- **Task to complete**: Type out the records that follow, exactly as given.

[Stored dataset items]
[Start]

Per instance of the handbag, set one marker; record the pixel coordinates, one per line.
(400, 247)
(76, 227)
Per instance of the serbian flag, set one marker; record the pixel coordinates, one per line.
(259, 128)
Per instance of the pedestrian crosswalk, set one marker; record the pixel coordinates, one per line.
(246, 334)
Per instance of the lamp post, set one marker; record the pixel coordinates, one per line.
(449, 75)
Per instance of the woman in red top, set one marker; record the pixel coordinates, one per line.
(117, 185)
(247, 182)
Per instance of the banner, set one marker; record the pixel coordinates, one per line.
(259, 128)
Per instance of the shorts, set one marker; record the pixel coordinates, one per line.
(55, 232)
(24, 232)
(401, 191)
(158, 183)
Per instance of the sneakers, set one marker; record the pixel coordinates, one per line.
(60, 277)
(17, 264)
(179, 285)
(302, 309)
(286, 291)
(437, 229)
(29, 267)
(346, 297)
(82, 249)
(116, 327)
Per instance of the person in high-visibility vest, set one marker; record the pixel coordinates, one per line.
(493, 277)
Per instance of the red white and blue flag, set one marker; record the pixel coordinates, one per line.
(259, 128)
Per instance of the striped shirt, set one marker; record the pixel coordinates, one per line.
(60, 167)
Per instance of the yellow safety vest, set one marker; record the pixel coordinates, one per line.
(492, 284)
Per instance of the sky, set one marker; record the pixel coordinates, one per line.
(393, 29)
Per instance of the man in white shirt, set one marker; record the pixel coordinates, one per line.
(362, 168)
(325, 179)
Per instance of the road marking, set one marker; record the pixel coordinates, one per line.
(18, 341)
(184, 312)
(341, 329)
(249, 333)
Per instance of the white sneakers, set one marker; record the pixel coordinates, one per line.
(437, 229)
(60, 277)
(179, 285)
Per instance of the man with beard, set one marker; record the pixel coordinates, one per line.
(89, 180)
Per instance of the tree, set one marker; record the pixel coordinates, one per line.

[End]

- **Final result**:
Per instance of the handbag, set one marker; record the pixel coordinates, one per line.
(400, 247)
(76, 227)
Per instance of the serbian flag, set one marker; record the pixel coordinates, one per line.
(259, 128)
Per instance of the pedestrian crosswalk, set one marker; record the pixel coordinates, one per line.
(246, 334)
Per instance of the lamp post, set one marker; record the pixel coordinates, one per line.
(449, 75)
Per instance of the woman in red top, set one marker; record the pixel coordinates, one per line.
(117, 185)
(247, 182)
Per instance of the banner, set one marker; record the pixel coordinates, one per line.
(259, 128)
Per instance of the shorts, set one marker; record the pixel coordinates, one per line.
(55, 232)
(24, 232)
(401, 191)
(158, 183)
Per instance of the sneakers, set one marker; record the pixel coordinates, one per line.
(60, 277)
(17, 264)
(179, 285)
(302, 309)
(286, 291)
(437, 229)
(29, 267)
(346, 297)
(82, 249)
(116, 327)
Per instance of the person in high-visibility vest, set one marker; record the pixel coordinates, one per line.
(493, 277)
Per instance of the red white and blue flag, set one marker; record the pixel coordinates, one per line.
(259, 128)
Per instance of the striped shirt, set one marker; record the pixel coordinates, one per line.
(60, 167)
Per instance of the yellow safety vest, set one marker; record the pixel coordinates, one per line.
(492, 284)
Per instance of the sky, set one marker; record the pixel coordinates, one per line.
(393, 29)
Per instance of the man in white shirt, set one marker; record the pixel coordinates, one per line.
(362, 168)
(325, 179)
Per instance of the road marking, set one marker; record the pixel coordinates, one per line.
(18, 341)
(184, 312)
(341, 329)
(249, 333)
Per instance of the white sneakers, set one marker; record the pixel coordinates, one per line.
(437, 229)
(60, 277)
(179, 285)
Per instance of the man with beard, set one marker; record the pixel coordinates, one per line.
(89, 180)
Per instance of the tree, set one marker; record the pixel coordinates, one per line.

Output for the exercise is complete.